Document segment:
------------------------------------

SWAT team breaks door, windows at wrong home

WTAE News Pittsburgh – by Bob Hazen

PITTSBURGH —A Pittsburgh woman is furious at police after the SWAT team knocked down her front door and shattered her windows while looking for a homicide suspect in the home next door to her.

“I feel violated,” Carla Glover told WTAE.  “There’s not even words  to describe what I was feeling.”  

Police were searching for a suspect in the early Saturday morning shooting death of 21-year-old Steven Lee Jr. of McKees Rocks.  Lee was killed after a fight on a “party bus” on Chartiers Avenue in Sheraden.

The SWAT team later surrounded a row of homes on Sutherland Street.  They were apparently looking for someone in Glover’s neighbor’s apartment, but home video from people who live nearby shows officers dropping chairs off of Glover’s porch and standing in her broken down front door.  Her windows were also shattered.

Glover knew nothing about what was happening at her home until she received a call from police.

“I received a call from an officer from Zone 6, a female officer, asking me if I could come to my residence because they were in pursuit of a homicide suspect that ran in my neighbor’s house, and my window was broken in the process,” Glover said.

She found a lot more than just a broken window.  Glass covered half of her living room, and pieces of the window are still stuck in her couch and carpet.  The frame of the front door was destroyed.

------------------------------------

Given records:
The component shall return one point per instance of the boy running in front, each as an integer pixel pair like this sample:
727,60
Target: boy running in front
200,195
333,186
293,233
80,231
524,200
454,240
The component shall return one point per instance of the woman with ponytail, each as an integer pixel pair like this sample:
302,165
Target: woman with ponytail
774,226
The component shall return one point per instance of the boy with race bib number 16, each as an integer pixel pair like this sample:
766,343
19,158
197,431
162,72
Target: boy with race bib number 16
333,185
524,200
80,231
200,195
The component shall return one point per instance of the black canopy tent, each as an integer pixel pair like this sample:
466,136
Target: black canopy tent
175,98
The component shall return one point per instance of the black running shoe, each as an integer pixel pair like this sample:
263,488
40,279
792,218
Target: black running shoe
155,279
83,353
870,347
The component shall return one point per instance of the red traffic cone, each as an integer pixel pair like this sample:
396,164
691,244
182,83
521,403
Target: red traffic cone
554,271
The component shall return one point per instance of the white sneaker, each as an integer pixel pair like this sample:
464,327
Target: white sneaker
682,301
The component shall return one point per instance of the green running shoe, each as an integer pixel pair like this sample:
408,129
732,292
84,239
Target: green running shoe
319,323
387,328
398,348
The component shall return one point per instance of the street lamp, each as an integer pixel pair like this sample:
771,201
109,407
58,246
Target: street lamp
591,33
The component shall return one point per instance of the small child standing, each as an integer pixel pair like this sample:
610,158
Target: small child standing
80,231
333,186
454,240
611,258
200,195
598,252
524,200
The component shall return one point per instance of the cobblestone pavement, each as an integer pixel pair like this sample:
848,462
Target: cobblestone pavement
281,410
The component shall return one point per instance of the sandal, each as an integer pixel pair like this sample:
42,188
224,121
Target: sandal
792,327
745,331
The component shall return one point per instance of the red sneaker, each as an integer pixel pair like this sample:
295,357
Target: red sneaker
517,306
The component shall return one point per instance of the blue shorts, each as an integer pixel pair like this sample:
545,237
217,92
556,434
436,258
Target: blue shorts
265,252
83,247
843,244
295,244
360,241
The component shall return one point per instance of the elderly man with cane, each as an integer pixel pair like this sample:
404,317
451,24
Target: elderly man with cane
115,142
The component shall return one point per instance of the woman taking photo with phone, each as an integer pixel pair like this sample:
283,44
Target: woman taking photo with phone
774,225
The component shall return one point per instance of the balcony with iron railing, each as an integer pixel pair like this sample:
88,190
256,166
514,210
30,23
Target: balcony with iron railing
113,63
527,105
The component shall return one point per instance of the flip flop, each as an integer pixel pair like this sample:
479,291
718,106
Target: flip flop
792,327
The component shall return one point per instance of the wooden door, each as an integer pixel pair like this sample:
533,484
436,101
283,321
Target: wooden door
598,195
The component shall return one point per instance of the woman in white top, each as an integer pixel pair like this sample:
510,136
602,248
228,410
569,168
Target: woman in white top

------------------------------------

Required work:
A: In the article about the wrongful SWAT raid, on which street did the SWAT team surround a row of homes?
B: Continue the article about the wrongful SWAT raid from its final sentence.
The data comes from a separate source unrelated to the article.

Answers to the exercises:
A: Sutherland Street.

B:
Glover is especially upset because her two grandchildren live with her, and could have been in the living room when the windows were blown out.

“I’m looking for an explanation for how you do surveillance on a house all night, and then you hit the wrong one from the front,” Glover said.

Cmdr. Scott Schubert said the SWAT team targeted Glover’s home because they were mistakenly told that there was a search warrant for her house, but they immediately stopped trying to gain entry when a homicide detective told them there was no warrant. He said two police cars stayed outside the house to make sure no one entered through the damaged front door until Glover or a relative arrived, and a city public works crew was sent to the house to repair the window.

Read more: http://www.wtae.com/news/local/allegheny/SWAT-team-breaks-door-windows-at-wrong-home/-/10927008/19540362/-/15s8e16z/-/index.html#ixzz2PKSNAaup

4 thoughts on “SWAT team breaks door, windows at wrong home

  1. “Cmdr. Scott Schubert said the SWAT team targeted Glover’s home because they were mistakenly told that there was a search warrant for her house, but they immediately stopped trying to gain entry when a homicide detective told them there was no warrant.”

    BAHAHAHAHAHAAHAHA!!!! ROLMFAO!!! And if you believe that one, you’ll believe that my dog owns half of Brooklyn.

  2. Now just calm down citizens we are just TRAINING to keep you mundanes “safe” the woman lived in the wrong house it wasnt our fault that her address was wrong (official response)
    Steve

  3. After an intensive internal investigation, it was determined that the officers acted in accordance with departmental policy. Additionally, the resident was found to be liable for the equipment and time utilized in the raid. The city will immediately send a bill to the resident, which, if not paid before the deadline (in this case, a generously extended deadline of 12 hours), the city will foreclose on the home.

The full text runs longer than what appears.